• DIRECTIVES:
a – Which Rios strap models does the Strela strap thread name?
b – Carry the Strela strap thread forward from its final post.

• ARTICLE:
╭──
# Strela Straps



## dowsing (Sep 21, 2006)

I've been weak and now have an incoming Strela with 19mm lugs. It is white faced with Silver sub dials like Kutusov's old one.

What straps would you recommend and any pictures would be appreciated?

The Rios Juchten looks a good choice. I have been thinking of getting a morellato jump strap but these are only in 18 or 20mm, does anyone have experience of these and do you think they would squeeze on?

Alternatively I may order something custom from either SteveO or Stach straps.


----------



## Kutusov (Apr 19, 2010)

I've tried a lot of them to settle on the Rios. As a side note, I've noticed I've done that with all my watches. They are all on Rios straps except for one that is on a Fluco.... for now. Also in my experience, it's a lot easier to squeeze a 22 into 21mm lugs than a 20 into 19mm lugs.

That said, I wouldn't look any further than the Rios Jucthens. The Morellatos I've bought are always a bit of a disappointment, even if some are well made.


----------



## dowsing (Sep 21, 2006)

Thanks Renato, I really like the Rios Springfield that I have on the Max Bill. They do make a nice strap.


----------



## Kutusov (Apr 19, 2010)

dowsing said:


> Thanks Renato, I really like the Rios Springfield that I have on the Max Bill. They do make a nice strap.


Take a look into the seller Waccex dot de... he's also present on ebay but through his site you don't pay postage. Anyway, all Bob Marino straps are made by Rios. Not an option for the Strela but for some other watch. When I said all my watches on straps have Rios straps, I meant made by them. They are either branded as Rios or Bob but no regrets in any case.


----------



## Draygo (Mar 18, 2010)

I've only just put mine on a Rios Juchten. It's a lovely strap and I'd recommend it. Perfect colour, I think. It's not for me though - more than being slightly too long, I think it's that the proportions aren't right (buckle half is too long, I think). I've never had any problem with squeezing a 20mm down to the 19mm lug... but this shot looks more of a squeeze in the q&d macro shot below than it does in reality. Then again, the macro shot makes the case and lug look battered, and it isn't; must be dust.










I've also tried it on a Hirsch Liberty - slightly more robust than the Rios. Looked good I think. Again a 20mm, IIRC.










I have never, ever, tried it on a N***, of course







(Mainly because a 20mm doesn't squeeze that well down to a 19mm, and a 19mm is as rare as hen's teeth. :lol: )


----------



## freestyle_gus (Oct 17, 2010)

Seconded from previous opinions. I've got a 20mm Rios on mine and it fits just fine.


----------



## Kutusov (Apr 19, 2010)

What the model of both of your Rios? Sounds like the thin ones like the Pensa or the Samara... they have it heavily padded and thin, different names because of that, the kind of stitching, etc. Mine was a St. Petersburg (I think) and I think you would have a hard time fitting a 20 in those lugs. Then again, they are hand made, so some might be slightly smaller... But anyway, these juchten Rios do come on the proper 19mm size, so no need to risk it.
╰──
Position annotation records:
╭──
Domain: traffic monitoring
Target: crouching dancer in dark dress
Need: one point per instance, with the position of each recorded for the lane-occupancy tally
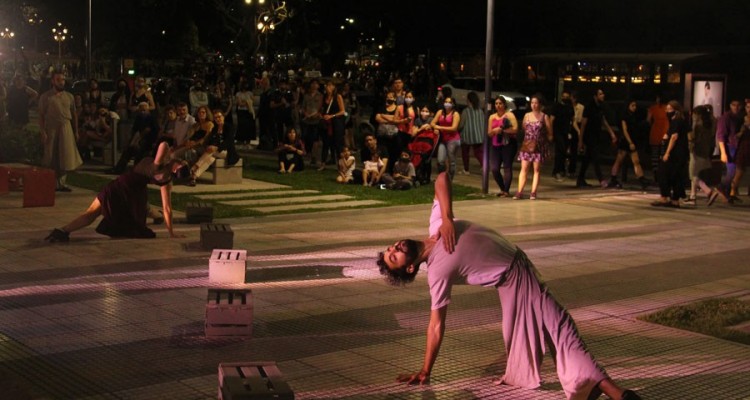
(123, 203)
(461, 251)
╰──
• RESULTS OF THE TASKS:
a – Juchten, Springfield, Pensa, Samara, St. Petersburg

b –
Dave. that Liberty looks great! But it's the old style without the horizontal stitching near the end. Very difficult to get nowadays and a shame they've changed it, it was much nicer the way it was before...


----------



## freestyle_gus (Oct 17, 2010)

Kutusov said:


> What the model of both of your Rios? Sounds like the thin ones like the Pensa or the Samara... they have it heavily padded and thin, different names because of that, the kind of stitching, etc. Mine was a St. Petersburg (I think) and I think you would have a hard time fitting a 20 in those lugs. Then again, they are hand made, so some might be slightly smaller... But anyway, these juchten Rios do come on the proper 19mm size, so no need to risk it.
> 
> Dave. that Liberty looks great! But it's the old style without the horizontal stitching near the end. Very difficult to get nowadays and a shame they've changed it, it was much nicer the way it was before...


Mine is the the Louisiana alligator. It came with my Strela from Julian Kampmann. It was a little 'bunched' around the lugs when I first got it but settled after a bit of wearing and you couldn't tell the difference now.


----------



## Kutusov (Apr 19, 2010)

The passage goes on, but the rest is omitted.